> **Task goal**
Return the records that follow, matching each one exactly.

_ _ _

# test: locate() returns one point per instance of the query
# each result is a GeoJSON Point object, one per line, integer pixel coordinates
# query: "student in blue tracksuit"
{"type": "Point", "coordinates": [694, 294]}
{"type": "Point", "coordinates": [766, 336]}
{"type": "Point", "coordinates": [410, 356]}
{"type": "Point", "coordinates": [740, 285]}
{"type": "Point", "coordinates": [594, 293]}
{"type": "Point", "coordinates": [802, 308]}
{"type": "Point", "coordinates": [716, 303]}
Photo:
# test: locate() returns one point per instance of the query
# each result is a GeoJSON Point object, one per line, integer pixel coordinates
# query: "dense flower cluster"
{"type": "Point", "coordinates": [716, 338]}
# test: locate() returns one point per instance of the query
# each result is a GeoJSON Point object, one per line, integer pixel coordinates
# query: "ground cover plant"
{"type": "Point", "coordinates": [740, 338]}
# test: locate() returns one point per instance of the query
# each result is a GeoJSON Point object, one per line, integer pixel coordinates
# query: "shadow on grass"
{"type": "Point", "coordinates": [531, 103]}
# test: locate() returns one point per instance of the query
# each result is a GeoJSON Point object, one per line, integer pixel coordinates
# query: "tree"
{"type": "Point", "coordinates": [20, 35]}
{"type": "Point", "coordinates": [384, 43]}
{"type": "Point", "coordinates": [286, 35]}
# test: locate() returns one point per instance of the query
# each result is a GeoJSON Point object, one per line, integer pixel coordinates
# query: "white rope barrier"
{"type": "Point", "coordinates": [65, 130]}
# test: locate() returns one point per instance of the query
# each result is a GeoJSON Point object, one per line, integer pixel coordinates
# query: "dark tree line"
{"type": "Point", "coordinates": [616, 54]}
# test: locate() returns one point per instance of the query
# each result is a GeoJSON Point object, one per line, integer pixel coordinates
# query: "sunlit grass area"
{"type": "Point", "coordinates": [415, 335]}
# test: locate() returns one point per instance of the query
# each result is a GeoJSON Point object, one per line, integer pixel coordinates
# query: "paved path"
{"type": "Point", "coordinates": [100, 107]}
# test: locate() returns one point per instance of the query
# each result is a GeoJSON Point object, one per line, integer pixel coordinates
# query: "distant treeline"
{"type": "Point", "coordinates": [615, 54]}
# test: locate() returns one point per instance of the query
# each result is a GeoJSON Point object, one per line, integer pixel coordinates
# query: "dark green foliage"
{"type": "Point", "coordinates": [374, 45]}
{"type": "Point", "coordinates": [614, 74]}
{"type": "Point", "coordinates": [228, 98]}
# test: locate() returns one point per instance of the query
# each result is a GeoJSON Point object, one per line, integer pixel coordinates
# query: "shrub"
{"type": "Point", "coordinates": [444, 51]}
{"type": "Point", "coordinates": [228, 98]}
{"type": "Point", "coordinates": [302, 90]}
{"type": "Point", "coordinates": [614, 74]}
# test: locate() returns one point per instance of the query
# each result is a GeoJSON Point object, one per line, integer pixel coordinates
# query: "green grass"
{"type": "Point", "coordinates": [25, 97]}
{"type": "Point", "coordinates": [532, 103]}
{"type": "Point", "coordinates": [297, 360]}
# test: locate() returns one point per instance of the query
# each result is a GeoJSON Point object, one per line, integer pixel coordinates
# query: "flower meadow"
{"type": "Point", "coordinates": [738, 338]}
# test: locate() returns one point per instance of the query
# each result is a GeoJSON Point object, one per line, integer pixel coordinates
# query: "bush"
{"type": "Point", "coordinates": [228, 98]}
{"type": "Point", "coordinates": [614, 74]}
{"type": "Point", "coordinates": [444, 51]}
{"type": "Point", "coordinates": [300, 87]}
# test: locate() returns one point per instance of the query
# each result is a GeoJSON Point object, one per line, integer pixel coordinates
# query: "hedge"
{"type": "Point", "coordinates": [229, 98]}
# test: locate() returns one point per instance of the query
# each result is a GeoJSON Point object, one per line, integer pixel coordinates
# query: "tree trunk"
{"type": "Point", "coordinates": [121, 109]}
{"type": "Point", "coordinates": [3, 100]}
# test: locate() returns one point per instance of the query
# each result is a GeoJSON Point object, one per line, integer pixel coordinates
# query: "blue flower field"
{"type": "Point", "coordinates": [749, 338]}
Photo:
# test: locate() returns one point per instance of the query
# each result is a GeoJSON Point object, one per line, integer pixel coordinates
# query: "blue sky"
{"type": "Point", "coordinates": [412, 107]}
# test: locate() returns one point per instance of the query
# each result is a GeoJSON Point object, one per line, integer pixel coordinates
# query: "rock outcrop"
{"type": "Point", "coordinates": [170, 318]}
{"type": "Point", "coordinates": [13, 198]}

_ _ _

> **Answer to the exercise**
# test: locate() returns one point per instance of the query
# each result is a GeoJSON Point object, one per line, integer pixel coordinates
# query: "student in blue tracksuit"
{"type": "Point", "coordinates": [694, 294]}
{"type": "Point", "coordinates": [766, 336]}
{"type": "Point", "coordinates": [410, 356]}
{"type": "Point", "coordinates": [740, 285]}
{"type": "Point", "coordinates": [594, 293]}
{"type": "Point", "coordinates": [802, 308]}
{"type": "Point", "coordinates": [716, 303]}
Photo:
# test: locate() returns one point per instance of the query
# each result is a GeoJSON Point object, one per line, integer pixel coordinates
# query: "dense flower cluster"
{"type": "Point", "coordinates": [716, 338]}
# test: locate() returns one point per instance of the query
# each result is a GeoJSON Point object, one per line, integer pixel coordinates
# query: "ground cover plant"
{"type": "Point", "coordinates": [740, 338]}
# test: locate() returns one point per instance of the query
# each result is a GeoJSON Point object, one per line, integer pixel coordinates
# query: "shadow on grass"
{"type": "Point", "coordinates": [531, 103]}
# test: locate() returns one point per instance of the query
# each result is a GeoJSON Point object, one per line, integer pixel coordinates
# query: "tree"
{"type": "Point", "coordinates": [20, 35]}
{"type": "Point", "coordinates": [384, 43]}
{"type": "Point", "coordinates": [286, 35]}
# test: locate() returns one point per instance of the query
# each result is a GeoJSON Point object, one per line, integer pixel coordinates
# query: "white rope barrier"
{"type": "Point", "coordinates": [65, 130]}
# test: locate() returns one point per instance of the query
# each result is a GeoJSON Point object, one per line, integer pixel coordinates
# query: "dark tree line"
{"type": "Point", "coordinates": [616, 54]}
# test: locate() returns one point per instance of the query
# each result is a GeoJSON Point object, one per line, integer pixel coordinates
# query: "sunlit grass area"
{"type": "Point", "coordinates": [415, 335]}
# test: locate() returns one point per instance of the query
# each result is a GeoJSON Point object, one per line, integer pixel coordinates
# query: "paved path"
{"type": "Point", "coordinates": [100, 107]}
# test: locate() returns one point per instance of the query
# each result is a GeoJSON Point object, one per line, integer pixel coordinates
# query: "distant treeline"
{"type": "Point", "coordinates": [615, 54]}
# test: locate() returns one point per instance of the query
# each result is a GeoJSON Point object, one per line, integer pixel coordinates
# query: "dark green foliage"
{"type": "Point", "coordinates": [374, 45]}
{"type": "Point", "coordinates": [614, 74]}
{"type": "Point", "coordinates": [228, 98]}
# test: locate() returns one point per instance of the query
# each result is a GeoJSON Point object, one per line, integer pixel coordinates
# query: "shrub"
{"type": "Point", "coordinates": [444, 51]}
{"type": "Point", "coordinates": [228, 98]}
{"type": "Point", "coordinates": [302, 90]}
{"type": "Point", "coordinates": [614, 74]}
# test: locate() returns one point per instance of the query
# each result is a GeoJSON Point object, one per line, integer pixel coordinates
# query: "green grass"
{"type": "Point", "coordinates": [25, 97]}
{"type": "Point", "coordinates": [532, 103]}
{"type": "Point", "coordinates": [297, 360]}
# test: locate() returns one point per instance of the query
# each result is a GeoJSON Point object, one per line, integer pixel coordinates
# query: "flower meadow"
{"type": "Point", "coordinates": [738, 338]}
# test: locate() returns one point per instance of the query
# each result is a GeoJSON Point object, one per line, integer pixel coordinates
# query: "bush"
{"type": "Point", "coordinates": [228, 98]}
{"type": "Point", "coordinates": [614, 74]}
{"type": "Point", "coordinates": [444, 51]}
{"type": "Point", "coordinates": [300, 87]}
# test: locate() returns one point per instance of the query
# each result is a GeoJSON Point object, one per line, integer pixel coordinates
# query: "hedge"
{"type": "Point", "coordinates": [229, 98]}
# test: locate() returns one point per instance of the query
# each result is a GeoJSON Point object, one per line, integer pixel coordinates
# query: "tree trunk"
{"type": "Point", "coordinates": [121, 109]}
{"type": "Point", "coordinates": [3, 100]}
# test: locate() returns one point per instance of the query
# each result is a GeoJSON Point object, one per line, integer pixel coordinates
# query: "blue flower field"
{"type": "Point", "coordinates": [749, 338]}
Photo:
# test: locate() returns one point per instance of the query
# each result is a GeoJSON Point object, one per line, integer pixel coordinates
# query: "blue sky"
{"type": "Point", "coordinates": [412, 107]}
# test: locate() returns one point per instance of the query
# each result is a GeoJSON Point object, one per line, integer pixel coordinates
# query: "rock outcrop"
{"type": "Point", "coordinates": [170, 318]}
{"type": "Point", "coordinates": [13, 198]}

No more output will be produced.